— Exercise requirements —
Nothing but the lines from the one containing "Where can the man's hand" to the end of the data should be returned, each exactly as written.
>> Begin Data supplied
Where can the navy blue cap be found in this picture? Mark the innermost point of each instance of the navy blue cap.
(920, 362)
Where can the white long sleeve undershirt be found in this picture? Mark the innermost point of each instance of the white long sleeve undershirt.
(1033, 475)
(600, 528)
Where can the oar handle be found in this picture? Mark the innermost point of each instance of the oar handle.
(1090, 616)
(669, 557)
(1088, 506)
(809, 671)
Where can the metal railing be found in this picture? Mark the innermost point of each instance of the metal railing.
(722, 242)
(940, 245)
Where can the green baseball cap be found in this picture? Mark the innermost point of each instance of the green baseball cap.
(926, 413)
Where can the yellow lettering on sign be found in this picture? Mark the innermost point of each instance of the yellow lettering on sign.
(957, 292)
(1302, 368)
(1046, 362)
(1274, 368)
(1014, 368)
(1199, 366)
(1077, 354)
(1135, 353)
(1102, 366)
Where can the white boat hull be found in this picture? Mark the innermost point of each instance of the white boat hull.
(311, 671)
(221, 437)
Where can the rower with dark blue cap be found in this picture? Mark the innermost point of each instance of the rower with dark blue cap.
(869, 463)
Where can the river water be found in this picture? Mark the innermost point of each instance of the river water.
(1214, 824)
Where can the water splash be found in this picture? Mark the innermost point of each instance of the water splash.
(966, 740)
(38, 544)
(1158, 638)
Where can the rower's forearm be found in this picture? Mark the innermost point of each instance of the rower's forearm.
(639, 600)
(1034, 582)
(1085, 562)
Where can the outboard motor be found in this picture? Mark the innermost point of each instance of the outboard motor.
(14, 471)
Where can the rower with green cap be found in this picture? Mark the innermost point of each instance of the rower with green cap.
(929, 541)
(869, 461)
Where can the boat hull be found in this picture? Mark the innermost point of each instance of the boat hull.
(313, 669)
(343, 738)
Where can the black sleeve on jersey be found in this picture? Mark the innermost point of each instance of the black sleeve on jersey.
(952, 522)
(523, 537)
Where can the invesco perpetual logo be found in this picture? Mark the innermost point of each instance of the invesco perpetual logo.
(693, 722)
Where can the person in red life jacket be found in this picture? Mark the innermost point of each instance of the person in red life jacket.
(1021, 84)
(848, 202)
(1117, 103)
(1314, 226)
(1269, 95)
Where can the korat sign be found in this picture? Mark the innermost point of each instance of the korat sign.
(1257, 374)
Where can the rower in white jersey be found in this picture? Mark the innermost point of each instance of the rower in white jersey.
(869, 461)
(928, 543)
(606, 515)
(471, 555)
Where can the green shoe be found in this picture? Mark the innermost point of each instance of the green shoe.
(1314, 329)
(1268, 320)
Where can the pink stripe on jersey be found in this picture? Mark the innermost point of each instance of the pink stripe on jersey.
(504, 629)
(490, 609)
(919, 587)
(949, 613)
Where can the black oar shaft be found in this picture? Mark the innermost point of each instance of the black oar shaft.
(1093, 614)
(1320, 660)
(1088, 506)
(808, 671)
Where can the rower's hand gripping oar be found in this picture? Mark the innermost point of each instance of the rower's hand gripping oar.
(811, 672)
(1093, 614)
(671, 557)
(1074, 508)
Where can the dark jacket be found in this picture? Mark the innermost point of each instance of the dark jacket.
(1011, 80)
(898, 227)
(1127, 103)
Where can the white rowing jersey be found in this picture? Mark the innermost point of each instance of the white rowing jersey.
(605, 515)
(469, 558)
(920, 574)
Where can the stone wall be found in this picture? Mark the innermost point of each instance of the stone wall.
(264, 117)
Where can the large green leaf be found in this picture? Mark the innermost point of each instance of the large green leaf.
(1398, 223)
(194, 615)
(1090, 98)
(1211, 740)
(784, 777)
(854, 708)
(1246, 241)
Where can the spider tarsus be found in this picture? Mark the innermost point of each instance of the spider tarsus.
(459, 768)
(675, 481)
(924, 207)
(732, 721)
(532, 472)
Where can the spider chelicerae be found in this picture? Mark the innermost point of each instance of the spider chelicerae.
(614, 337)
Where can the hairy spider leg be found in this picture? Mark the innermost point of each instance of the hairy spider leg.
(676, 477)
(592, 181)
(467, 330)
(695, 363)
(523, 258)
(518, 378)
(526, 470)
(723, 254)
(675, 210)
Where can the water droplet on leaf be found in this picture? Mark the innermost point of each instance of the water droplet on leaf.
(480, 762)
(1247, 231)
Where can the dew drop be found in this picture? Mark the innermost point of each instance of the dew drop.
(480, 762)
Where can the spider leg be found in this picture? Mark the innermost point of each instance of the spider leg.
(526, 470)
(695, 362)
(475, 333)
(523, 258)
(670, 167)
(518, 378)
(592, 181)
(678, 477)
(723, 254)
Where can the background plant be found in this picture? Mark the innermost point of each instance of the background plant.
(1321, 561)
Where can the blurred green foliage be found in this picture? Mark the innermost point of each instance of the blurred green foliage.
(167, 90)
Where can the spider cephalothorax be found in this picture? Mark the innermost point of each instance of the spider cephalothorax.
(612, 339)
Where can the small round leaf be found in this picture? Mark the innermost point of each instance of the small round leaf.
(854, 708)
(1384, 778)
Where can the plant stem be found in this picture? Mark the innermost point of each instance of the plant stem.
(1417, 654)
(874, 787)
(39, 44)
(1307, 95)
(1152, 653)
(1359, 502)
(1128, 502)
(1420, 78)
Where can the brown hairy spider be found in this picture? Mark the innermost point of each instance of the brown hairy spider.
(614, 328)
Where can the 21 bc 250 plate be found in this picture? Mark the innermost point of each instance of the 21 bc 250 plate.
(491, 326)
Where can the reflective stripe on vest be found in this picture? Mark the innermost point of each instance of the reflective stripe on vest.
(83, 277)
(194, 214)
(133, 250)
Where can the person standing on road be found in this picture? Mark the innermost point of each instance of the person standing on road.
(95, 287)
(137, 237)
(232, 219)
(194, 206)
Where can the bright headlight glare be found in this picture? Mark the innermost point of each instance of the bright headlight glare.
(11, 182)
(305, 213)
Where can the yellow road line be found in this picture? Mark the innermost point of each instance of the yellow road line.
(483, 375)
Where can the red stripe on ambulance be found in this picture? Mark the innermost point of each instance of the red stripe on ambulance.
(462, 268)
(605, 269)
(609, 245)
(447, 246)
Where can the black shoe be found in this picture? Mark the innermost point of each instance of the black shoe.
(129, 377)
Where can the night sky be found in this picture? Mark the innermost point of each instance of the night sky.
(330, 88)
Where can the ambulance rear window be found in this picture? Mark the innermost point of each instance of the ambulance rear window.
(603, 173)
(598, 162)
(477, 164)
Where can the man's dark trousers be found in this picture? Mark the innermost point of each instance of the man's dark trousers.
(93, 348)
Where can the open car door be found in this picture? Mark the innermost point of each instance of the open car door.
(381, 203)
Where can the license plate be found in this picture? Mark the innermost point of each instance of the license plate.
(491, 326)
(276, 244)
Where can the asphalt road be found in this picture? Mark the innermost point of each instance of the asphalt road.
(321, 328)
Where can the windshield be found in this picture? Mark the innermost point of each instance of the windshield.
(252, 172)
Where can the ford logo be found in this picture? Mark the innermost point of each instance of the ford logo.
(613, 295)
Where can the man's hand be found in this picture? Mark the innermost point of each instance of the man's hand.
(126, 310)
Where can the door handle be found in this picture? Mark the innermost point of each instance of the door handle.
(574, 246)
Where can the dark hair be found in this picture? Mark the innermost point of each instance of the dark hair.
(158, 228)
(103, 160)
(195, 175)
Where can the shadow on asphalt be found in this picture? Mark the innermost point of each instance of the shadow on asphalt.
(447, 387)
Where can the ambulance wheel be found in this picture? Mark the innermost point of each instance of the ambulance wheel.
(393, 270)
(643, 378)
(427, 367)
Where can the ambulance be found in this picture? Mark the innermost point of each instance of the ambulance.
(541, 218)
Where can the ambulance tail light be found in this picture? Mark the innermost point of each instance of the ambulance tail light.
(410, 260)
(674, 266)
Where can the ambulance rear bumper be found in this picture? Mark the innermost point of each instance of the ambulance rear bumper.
>> End Data supplied
— Correct answer —
Where can the man's hand be found in this picture? Mark the innermost point of each instance of the man's hand.
(126, 310)
Where can the door handle be found in this picture? Mark the innermost point of each instance of the door handle.
(574, 246)
Where can the dark hair be found in this picture? Mark the innermost point of each instance of the dark hair.
(158, 228)
(103, 160)
(195, 175)
Where can the shadow on asphalt be found in this picture? Mark the innermost point of each instance of the shadow on asphalt.
(447, 387)
Where can the ambulance wheel be found in this picture? Mark the innermost point of each instance of the ambulance wheel.
(393, 270)
(643, 378)
(427, 367)
Where can the ambulance be found in this picture? Mark the innermost point of each instance of the ambulance.
(541, 218)
Where can the ambulance tail light be found in this picture? Mark the innermost point of each instance of the ambulance tail light.
(410, 260)
(674, 266)
Where can the ambulance rear bumper be found in this picture? Mark the innermost point of each instance of the ambulance rear bumper.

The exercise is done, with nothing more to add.